→ TEXT PROVIDED:
Permutation testing with 1000 permutations of a large case-control genome-wide association study with 5000 individuals genotyped for 500,000 markers can be performed using PRESTO in approximately one hour of computing time (Table 1). With PRESTO, the costs of permutation testing (in terms of time and computing resources) are extremely low for many common study designs, and these costs compare very favourably to the costs associated with data generation (e.g. performing genotype assays, calling genotypes, and performing data quality control filtering).
There has been some debate regarding the number of permutations required. When performing N permutations, the smallest multiple-testing adjusted P-value one can observe is 1/(N+1) . Thus, 1000 permutations can provide multiple-testing adjusted P-values as low as 0.001, which provide strong evidence of association. In the analysis of Wellcome Trust Case Control Consortium data described in Table 1, multiple-testing adjusted P-values of 0.05, 0.01, and 0.005 correspond to nominal P-values of 7.5 × 10-8, 1.5 × 10-8, and 6.2 × 10-9 respectively. If additional permutations are desired, 104 or 105 permutations are easily performed on a large genome-wide data set like the WTCCC data set in Table 1, and even larger numbers of permutations can be easily performed for smaller studies (computation time is linear in the number of permutations).
Permutation testing is particularly appealing because of its simplicity. Recently, several more complex alternatives to permutation testing have been proposed [11–14]. These methods can be useful, more computationally efficient alternatives to permutation testing in some situations.
Some methods for computing adjusted P-values exploit the fact that for many common statistical tests, the correlated tests have an asymptotic multivariate normal distribution under the null hypothesis of no trait-marker correlation. Seaman and Müller-Myhsok have proposed estimating the asymptotic distribution and sampling directly from it , and Conneely and Boehnke have proposed estimating the asymptotic distribution and calculating probabilities under this distribution using numerical integration . Either approach can be used to estimate the probability of observing a minimum P-value smaller than the observed minimum P-value. Both approaches are particularly well-suited to situations where covariate data are available or multiple quantitative phenotypes are tested. When the asymptotic distribution is accurately estimated, these methods are shown to give accurate results (compared to permutation as the gold standard) for candidate gene studies.
There are some limitations with these approaches that estimate the asymptotic multivariate normal distribution of the test statistics. These methods do not estimate significance levels for two-stage genotyping designs. A more severe restriction is that these methods are typically limited to several hundred correlated tests. Seaman and Müller-Myhsok and Conneely and Boehnke suggest that the number of samples should be at least 10 times the number of tests performed in order to accurately estimate the asymptotic multivariate normal distribution [11, 14]. So these methods cannot be directly applied to hundreds of thousands of single marker tests in a genome-wide association study.

(Saved entries)

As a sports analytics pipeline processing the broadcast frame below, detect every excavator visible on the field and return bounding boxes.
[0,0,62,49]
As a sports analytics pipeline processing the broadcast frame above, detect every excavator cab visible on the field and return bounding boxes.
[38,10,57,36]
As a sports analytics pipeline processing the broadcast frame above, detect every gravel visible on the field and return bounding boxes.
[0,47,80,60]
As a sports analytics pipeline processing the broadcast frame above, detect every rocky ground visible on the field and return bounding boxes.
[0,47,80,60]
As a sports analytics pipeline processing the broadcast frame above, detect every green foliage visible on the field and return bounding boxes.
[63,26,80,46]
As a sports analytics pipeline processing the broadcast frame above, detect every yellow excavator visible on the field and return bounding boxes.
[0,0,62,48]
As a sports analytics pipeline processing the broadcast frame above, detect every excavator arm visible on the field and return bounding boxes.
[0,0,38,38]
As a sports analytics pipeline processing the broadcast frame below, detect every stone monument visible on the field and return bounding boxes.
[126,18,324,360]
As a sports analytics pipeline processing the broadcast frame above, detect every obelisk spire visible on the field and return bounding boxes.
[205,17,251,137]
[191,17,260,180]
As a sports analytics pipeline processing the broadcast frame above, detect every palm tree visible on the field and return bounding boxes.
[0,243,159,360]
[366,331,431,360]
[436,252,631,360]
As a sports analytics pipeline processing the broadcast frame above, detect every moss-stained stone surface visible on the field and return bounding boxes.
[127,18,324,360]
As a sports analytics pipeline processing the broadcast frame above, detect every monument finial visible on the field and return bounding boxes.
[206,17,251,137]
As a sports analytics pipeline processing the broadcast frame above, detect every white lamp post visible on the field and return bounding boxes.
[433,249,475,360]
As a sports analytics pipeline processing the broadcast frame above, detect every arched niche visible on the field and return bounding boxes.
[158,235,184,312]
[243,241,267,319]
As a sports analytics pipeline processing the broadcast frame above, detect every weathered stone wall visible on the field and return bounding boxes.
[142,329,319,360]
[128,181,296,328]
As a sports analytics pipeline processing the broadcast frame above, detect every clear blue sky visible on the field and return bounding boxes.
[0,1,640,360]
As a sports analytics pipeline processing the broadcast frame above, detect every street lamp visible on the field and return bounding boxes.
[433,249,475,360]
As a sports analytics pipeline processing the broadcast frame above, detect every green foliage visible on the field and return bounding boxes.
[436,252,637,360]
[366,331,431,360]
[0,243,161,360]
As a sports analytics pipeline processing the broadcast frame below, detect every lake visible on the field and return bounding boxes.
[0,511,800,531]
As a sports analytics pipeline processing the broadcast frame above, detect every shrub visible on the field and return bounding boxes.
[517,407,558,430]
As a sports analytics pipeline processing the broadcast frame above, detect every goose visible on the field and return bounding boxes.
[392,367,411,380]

→ TASKS TO COMPLETE:
• a. State whether each statement below agrees with the permutation testing text, answering yes or no and quoting the words of the text that decide it. (i) With N permutations, the smallest multiple-testing adjusted P-value that can be observed is 1/(N+1). (ii) The methods that estimate the asymptotic multivariate normal distribution of the test statistics estimate significance levels for two-stage genotyping designs. (iii) Computation time grows faster than linearly as the number of permutations increases.
• b. Copy the passage of the permutation testing text from "Permutation testing with" to "quality control filtering).", changing every "PRESTO" to "the PRESTO software".

→ SOLUTION SET:
• a.
(i) Yes: "the smallest multiple-testing adjusted P-value one can observe is 1/(N+1)"
(ii) No: "These methods do not estimate significance levels for two-stage genotyping designs."
(iii) No: "computation time is linear in the number of permutations"

• b.
Permutation testing with 1000 permutations of a large case-control genome-wide association study with 5000 individuals genotyped for 500,000 markers can be performed using the PRESTO software in approximately one hour of computing time (Table 1). With the PRESTO software, the costs of permutation testing (in terms of time and computing resources) are extremely low for many common study designs, and these costs compare very favourably to the costs associated with data generation (e.g. performing genotype assays, calling genotypes, and performing data quality control filtering).